TEXTE FOURNI:
-------

La conformité aux normes internationales

[108]   Comme l’a souligné la SPR [au paragraphe 70], la comparaison entre le droit de l’État d’origine et les normes canadiennes ou internationales ne constitue pas le « critère définitif ». La Cour d’appel fédérale a déclaré que dans un pays libre et indépendant comme les États‑Unis, le demandeur doit établir l’existence de « circonstances exceptionnelles » pour montrer que la protection de l’État est inefficace (arrêt Satiacum, précité). Parmi des exemples de telles circonstances, mentionnons celles « qui tendent à entâcher tout le régime de poursuites, la sélection du jury ou le jugement » [arrêt Satiacum, précité] ou celles où « l’indépendance ou le sens de l’équité des juges est en cause » [arrêt Satiacum, précité] (Usta c. Canada (Ministre de la Citoyenneté et de l’Immigration), 2004 CF 1525, aux paragraphes 15 et 16; Tuck c. Canada (Ministre de la Citoyenneté et de l’Immigration), 2005 CF 138, au paragraphe 14).

[109]   Le défendeur soutient qu’aucun élément de la sorte n’a été présenté en l’espèce. En fait, les éléments de preuve tendent à indiquer que le système de justice militaire comporte suffisamment de mesures de contrôle. Les cas d’influence indue de la chaîne de commandement ne signifient pas que l’ensemble du système de justice militaire a été entaché. Comme l’a déclaré la Cour d’appel fédérale dans l’arrêt Satiacum, « [l]a notion de procès équitable dans un système judiciaire équitable et impartial doit tenir compte des mécanismes de correction qu’offre le système ».

[110]   Le défendeur fait valoir que la SPR a présenté une explication raisonnable pour privilégier l’opinion du professeur Hansen : il a mis l’accent sur la question de savoir si le système américain était équitable et non sur celle de savoir s’il respectait le droit canadien et britannique, ce qui n’était pas le critère.

Violation du droit international

[111]   Le défendeur souligne qu’il ressort clairement du paragraphe 171 du Guide du HCNUR que « [n]’importe quelle conviction […] ne peut justifier une demande de reconnaissance du statut de réfugié après désertion ou après insoumission ». La peine prévue pour la désertion peut constituer de la persécution lorsque l’action militaire en cause est « condamné[e] par la communauté internationale comme étant contraire aux règles de conduite les plus élémentaires ».

[112]   La décision Hinzman de la Cour fédérale explique que pour décider si les actions d’un gouvernement tombent sous le coup du paragraphe 171, il faut prendre en compte les trois facteurs énumérés dans l’arrêt Krotov, précité. Le premier facteur est le suivant (Hinzman, au paragraphe 139) :

[…] le niveau et la nature du conflit, ainsi que l’attitude des autorités gouvernementales compétentes, sont tels que les combattants sont ou peuvent être tenus de commettre des actes contraires aux règles fondamentales de conduite de façon généralisée et généralement reconnues par la communauté internationale.

Selon le défendeur, ce facteur est fatal à la demande du demandeur, car celui‑ci n’a pas établi que l’attitude du gouvernement américain satisfaisait à ce critère.

-------

Retranscrivez mot pour mot le passage de l'extrait de jugement qui commence par « [112]   La décision » et se poursuit jusqu'à « la communauté internationale. ».

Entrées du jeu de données
-------

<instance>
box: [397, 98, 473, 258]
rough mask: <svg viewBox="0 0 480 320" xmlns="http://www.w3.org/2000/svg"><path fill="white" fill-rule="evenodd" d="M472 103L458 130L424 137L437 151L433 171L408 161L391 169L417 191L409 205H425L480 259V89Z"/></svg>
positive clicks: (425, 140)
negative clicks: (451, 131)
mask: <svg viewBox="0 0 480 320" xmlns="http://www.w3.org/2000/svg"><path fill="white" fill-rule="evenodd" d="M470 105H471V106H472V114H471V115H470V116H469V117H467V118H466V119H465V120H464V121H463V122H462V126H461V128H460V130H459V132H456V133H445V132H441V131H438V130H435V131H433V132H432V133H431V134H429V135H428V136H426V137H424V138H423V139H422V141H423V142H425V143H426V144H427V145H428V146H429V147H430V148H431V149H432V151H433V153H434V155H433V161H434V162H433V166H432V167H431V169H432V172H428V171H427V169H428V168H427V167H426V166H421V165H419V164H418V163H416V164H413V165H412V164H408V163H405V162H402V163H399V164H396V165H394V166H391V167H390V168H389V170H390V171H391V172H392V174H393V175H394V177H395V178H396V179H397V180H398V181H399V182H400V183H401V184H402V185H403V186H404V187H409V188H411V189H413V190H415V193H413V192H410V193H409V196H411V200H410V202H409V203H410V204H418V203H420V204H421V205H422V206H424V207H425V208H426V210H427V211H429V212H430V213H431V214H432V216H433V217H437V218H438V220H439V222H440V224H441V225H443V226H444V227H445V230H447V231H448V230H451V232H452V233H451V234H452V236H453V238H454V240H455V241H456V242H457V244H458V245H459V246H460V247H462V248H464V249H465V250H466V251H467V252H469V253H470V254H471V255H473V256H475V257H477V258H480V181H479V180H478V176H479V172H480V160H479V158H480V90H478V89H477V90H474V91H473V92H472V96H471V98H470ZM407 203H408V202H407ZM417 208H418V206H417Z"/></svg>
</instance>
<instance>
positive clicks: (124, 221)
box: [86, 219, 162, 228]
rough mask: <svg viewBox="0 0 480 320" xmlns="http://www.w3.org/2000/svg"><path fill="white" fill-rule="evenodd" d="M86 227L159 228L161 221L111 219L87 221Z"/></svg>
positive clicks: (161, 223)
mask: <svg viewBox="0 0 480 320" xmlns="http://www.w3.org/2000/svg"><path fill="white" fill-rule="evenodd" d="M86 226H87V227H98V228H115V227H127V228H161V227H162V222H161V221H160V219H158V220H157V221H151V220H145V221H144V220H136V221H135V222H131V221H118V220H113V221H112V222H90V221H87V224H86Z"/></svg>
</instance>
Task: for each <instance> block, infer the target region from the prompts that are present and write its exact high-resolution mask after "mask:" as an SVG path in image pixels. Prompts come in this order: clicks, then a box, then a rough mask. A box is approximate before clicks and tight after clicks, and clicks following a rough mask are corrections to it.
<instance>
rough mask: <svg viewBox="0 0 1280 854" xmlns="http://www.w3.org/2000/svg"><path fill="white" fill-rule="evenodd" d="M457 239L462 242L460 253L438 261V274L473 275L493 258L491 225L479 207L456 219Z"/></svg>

-------

ESPACE DE RÉPONSE:
[112]   La décision Hinzman de la Cour fédérale explique que pour décider si les actions d’un gouvernement tombent sous le coup du paragraphe 171, il faut prendre en compte les trois facteurs énumérés dans l’arrêt Krotov, précité. Le premier facteur est le suivant (Hinzman, au paragraphe 139) :

[…] le niveau et la nature du conflit, ainsi que l’attitude des autorités gouvernementales compétentes, sont tels que les combattants sont ou peuvent être tenus de commettre des actes contraires aux règles fondamentales de conduite de façon généralisée et généralement reconnues par la communauté internationale.